** Opening DOCUMENT PASSAGE block **
SATA (2.5" and M.2) SSDs:

• SU900 / SU800—higher-performance SATA models (Silicon Motion SM2258 with DRAM). The SU900 uses 3D MLC, the SU800 3D TLC.
• SU760 / SU750 / SU650 / SU635 / SU630—the entry and mid-range SATA line, mostly without DRAM (SM2258XT, SM2259XT, Realtek or Maxio depending on the batch), TLC or QLC.
• XPG SX950 / SX930 / SX910 / SX900 / SX300—the older higher-performance SATA and mSATA line.
• Premier Pro SP920 / SP910 / SP900 / SP800 / SP550 / SP300, Premier SP610 / SP580—older SATA models (Marvell, SandForce and other controllers).
• S511 / S510 and similar—the oldest Adata SATA SSDs (roughly 2011–2013); we occasionally see them as older patients.

Note: across individual capacities and production batches of the same model, Adata occasionally changes both the NAND supplier and the controller revision. We therefore always verify the specific controller during diagnostics, not from the commercial name.

2× photos: internal Adata SSDs (XPG Gammix NVMe + SU-series SATA)

External USB SSDs—SE800, SE900G, Elite SE880, SD810

Portable Adata SSDs with a USB interface. Inside is an SSD module (NVMe or SATA) connected to USB through a bridge (typically an ASMedia chip).

• SE800—a rugged portable SSD (IP68, drop resistance), USB 3.2 Gen2. Inside is an NVMe module (InnoGrit IG5208) with an ASMedia ASM2362 bridge. Optional hardware AES-256 encryption.
• SE900G—a portable SSD with RGB lighting, USB 3.2 Gen2x2.
• Elite SE880—a very compact SSD, USB 3.2 Gen2x2, speeds around 2,000 MB/s.
• SD810 / SC685 / SE770G / SE760 / SE730 / SE720—further portable USB SSDs of various generations.

Note: the presence and type of encryption differ from model to model on external SSDs—which is why we return to it in the recovery specifics section.

USB flash drives and memory cards

• USB flash drives—the UV (UV128, UV131, UV320, UV350…), S (S102 Pro, S007…), C (C008, C906…), UE (UE700, UE800…) and DashDrive lines.
• SD and microSD cards—the Premier, Premier Pro, Premier ONE and High Endurance lines. On higher capacities and compact cards this is often a monolithic construction (controller and memory in a single potted package).
** Closing DOCUMENT PASSAGE block **
** Opening DATA SUPPLIED block **
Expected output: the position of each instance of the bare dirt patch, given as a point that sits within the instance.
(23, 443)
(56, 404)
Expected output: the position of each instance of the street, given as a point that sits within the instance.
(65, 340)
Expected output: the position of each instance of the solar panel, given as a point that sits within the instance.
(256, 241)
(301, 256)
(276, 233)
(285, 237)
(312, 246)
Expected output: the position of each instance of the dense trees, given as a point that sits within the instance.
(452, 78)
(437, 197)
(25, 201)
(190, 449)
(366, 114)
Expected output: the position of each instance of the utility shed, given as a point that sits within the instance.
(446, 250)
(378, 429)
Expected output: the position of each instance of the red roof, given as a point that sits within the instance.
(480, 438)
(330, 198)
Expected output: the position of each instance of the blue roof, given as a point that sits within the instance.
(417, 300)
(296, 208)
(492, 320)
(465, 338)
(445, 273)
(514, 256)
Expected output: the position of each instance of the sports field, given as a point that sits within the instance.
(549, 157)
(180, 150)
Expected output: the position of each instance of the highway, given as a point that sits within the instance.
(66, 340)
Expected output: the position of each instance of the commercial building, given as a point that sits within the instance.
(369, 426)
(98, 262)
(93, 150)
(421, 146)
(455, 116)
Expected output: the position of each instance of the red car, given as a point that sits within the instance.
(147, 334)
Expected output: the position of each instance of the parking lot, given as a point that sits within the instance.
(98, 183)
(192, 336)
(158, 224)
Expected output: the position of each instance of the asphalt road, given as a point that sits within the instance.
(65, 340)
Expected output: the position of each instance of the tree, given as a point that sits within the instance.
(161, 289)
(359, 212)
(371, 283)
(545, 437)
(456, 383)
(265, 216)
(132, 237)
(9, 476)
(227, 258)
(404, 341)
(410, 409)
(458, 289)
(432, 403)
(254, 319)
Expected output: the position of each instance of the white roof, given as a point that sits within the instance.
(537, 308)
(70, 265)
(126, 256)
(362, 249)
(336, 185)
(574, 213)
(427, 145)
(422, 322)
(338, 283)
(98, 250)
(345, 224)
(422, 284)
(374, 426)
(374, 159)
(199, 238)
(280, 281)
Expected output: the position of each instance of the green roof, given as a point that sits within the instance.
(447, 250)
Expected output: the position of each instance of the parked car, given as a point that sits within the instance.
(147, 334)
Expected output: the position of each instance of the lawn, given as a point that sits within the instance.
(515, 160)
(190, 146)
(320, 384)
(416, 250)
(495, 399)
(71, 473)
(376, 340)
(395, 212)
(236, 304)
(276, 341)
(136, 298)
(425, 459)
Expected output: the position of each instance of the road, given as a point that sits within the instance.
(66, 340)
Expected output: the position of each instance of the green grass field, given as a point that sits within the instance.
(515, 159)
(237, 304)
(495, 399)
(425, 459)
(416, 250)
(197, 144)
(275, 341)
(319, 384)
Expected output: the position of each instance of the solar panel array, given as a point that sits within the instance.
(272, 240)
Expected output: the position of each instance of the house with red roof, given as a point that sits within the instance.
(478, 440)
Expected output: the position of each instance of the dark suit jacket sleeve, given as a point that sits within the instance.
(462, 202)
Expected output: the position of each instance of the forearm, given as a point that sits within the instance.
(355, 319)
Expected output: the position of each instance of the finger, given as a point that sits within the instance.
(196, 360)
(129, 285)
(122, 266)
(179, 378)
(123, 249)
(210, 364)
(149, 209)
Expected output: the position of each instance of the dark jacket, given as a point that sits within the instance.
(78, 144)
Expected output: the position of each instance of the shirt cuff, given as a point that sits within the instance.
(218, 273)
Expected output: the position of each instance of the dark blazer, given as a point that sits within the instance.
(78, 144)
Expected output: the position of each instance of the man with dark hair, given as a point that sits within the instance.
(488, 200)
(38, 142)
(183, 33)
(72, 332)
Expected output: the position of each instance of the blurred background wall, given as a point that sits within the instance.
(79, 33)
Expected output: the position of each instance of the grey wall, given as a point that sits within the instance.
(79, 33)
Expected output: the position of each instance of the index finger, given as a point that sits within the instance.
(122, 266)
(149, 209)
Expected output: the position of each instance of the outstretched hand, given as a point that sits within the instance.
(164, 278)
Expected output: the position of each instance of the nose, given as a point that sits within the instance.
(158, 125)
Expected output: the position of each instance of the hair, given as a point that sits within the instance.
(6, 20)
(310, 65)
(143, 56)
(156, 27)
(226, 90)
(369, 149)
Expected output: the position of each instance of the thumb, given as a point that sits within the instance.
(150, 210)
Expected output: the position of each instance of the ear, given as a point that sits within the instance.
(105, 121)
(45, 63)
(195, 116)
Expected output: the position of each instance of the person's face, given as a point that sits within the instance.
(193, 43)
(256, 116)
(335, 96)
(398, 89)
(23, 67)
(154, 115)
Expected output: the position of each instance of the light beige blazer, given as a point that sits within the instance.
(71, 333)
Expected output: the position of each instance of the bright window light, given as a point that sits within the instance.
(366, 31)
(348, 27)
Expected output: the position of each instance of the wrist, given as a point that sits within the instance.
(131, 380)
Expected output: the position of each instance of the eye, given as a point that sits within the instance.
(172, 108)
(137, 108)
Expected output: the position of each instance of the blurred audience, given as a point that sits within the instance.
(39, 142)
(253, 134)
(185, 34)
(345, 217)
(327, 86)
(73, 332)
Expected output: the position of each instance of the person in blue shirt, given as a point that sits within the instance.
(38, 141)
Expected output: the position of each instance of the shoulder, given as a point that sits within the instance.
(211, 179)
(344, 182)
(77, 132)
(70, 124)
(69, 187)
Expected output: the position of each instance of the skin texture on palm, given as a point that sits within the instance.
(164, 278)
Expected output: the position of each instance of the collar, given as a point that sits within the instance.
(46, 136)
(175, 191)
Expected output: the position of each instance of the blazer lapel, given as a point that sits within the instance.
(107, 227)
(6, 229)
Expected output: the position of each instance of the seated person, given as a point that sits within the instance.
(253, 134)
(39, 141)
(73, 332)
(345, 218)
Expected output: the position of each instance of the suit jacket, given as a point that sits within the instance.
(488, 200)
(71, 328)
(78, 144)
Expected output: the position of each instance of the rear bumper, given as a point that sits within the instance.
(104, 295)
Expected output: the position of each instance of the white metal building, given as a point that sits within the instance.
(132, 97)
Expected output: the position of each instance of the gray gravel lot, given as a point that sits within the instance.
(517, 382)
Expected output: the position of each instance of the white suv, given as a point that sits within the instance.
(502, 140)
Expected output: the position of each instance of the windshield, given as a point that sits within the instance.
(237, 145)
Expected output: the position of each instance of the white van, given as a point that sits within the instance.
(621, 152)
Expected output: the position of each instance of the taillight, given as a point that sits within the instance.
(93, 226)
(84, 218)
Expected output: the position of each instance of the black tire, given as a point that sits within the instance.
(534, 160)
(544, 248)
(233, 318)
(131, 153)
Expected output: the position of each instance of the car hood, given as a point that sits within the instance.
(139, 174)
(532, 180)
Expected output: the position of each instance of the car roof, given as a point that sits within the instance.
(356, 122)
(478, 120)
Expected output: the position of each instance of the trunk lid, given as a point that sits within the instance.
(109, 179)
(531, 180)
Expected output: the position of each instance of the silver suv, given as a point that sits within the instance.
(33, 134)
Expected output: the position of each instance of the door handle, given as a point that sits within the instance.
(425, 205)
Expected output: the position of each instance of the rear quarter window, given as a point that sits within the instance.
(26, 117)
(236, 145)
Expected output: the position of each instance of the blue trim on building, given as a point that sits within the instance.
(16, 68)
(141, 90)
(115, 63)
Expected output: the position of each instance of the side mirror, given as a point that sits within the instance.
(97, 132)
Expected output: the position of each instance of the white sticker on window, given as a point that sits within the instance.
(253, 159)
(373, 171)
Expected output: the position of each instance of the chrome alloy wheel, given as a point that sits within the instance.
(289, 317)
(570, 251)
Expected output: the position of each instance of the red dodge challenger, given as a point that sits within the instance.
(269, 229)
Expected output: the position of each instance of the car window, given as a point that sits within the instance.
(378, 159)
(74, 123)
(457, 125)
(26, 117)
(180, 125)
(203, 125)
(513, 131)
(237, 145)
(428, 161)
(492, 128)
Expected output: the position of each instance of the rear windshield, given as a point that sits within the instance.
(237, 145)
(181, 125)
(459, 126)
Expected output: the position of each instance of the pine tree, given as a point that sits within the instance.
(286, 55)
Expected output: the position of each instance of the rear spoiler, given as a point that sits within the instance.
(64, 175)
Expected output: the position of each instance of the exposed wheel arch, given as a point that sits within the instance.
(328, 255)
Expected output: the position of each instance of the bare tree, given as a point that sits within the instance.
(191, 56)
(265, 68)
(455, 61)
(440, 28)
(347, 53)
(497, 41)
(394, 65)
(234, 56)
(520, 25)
** Closing DATA SUPPLIED block **
### QUESTIONS ON THE MATERIAL
A. Reproduce the Adata storage overview starting at "Portable Adata SSDs" and ending at "speeds around 2,000 MB/s.".
B. Write the next part of the Adata storage overview, picking up right after its final sentence.
The rows play no part in what comes next and can be ignored.

### ANSWERS TO THIS EXERCISE
A.
Portable Adata SSDs with a USB interface. Inside is an SSD module (NVMe or SATA) connected to USB through a bridge (typically an ASMedia chip).

• SE800—a rugged portable SSD (IP68, drop resistance), USB 3.2 Gen2. Inside is an NVMe module (InnoGrit IG5208) with an ASMedia ASM2362 bridge. Optional hardware AES-256 encryption.
• SE900G—a portable SSD with RGB lighting, USB 3.2 Gen2x2.
• Elite SE880—a very compact SSD, USB 3.2 Gen2x2, speeds around 2,000 MB/s.

B.
Adata as a brand

Adata Technology was founded in 2001 in Taiwan; it began with system memory (DRAM) and gradually expanded its portfolio to flash and SSDs. The gaming sub-brand XPG targets the performance segment. For data recovery the point made above is essential: Adata is not a hard-drive manufacturer. External HDDs under the Adata brand are enclosures fitted with a hard drive from another manufacturer, whereas the SSDs and flash are Adata's own products built on third-party controllers (Silicon Motion, Realtek, InnoGrit). This distinction determines the procedure by which data is recovered.

What to do when you lose data or an Adata device fails

The procedure differs by device type and by whether it is a physical failure or a logical fault (a damaged file system, deleted data, an accidental format). Several principles, however, are universal and determine the chance of a successful recovery:

1. Disconnect the device and do not keep reconnecting it. This applies to hard drives (HDD), SSDs and flash alike. On a mechanical drive, every further spin-up can extend the damage; on SSDs and flash, needless reconnection triggers internal operations that can make things worse.
2. If an external drive knocks, clicks or won't spin up—do not try to start it again. Inside is a classic 2.5" hard drive, and mechanical noises are a typical indicator of damaged read heads. Repeated start-ups can lead to scratched platters and a lower chance of recovery.
3. Do not run chkdsk, format or recovery software if the media reports as empty or asks to be formatted. These tools can overwrite data or structures that would otherwise be recoverable.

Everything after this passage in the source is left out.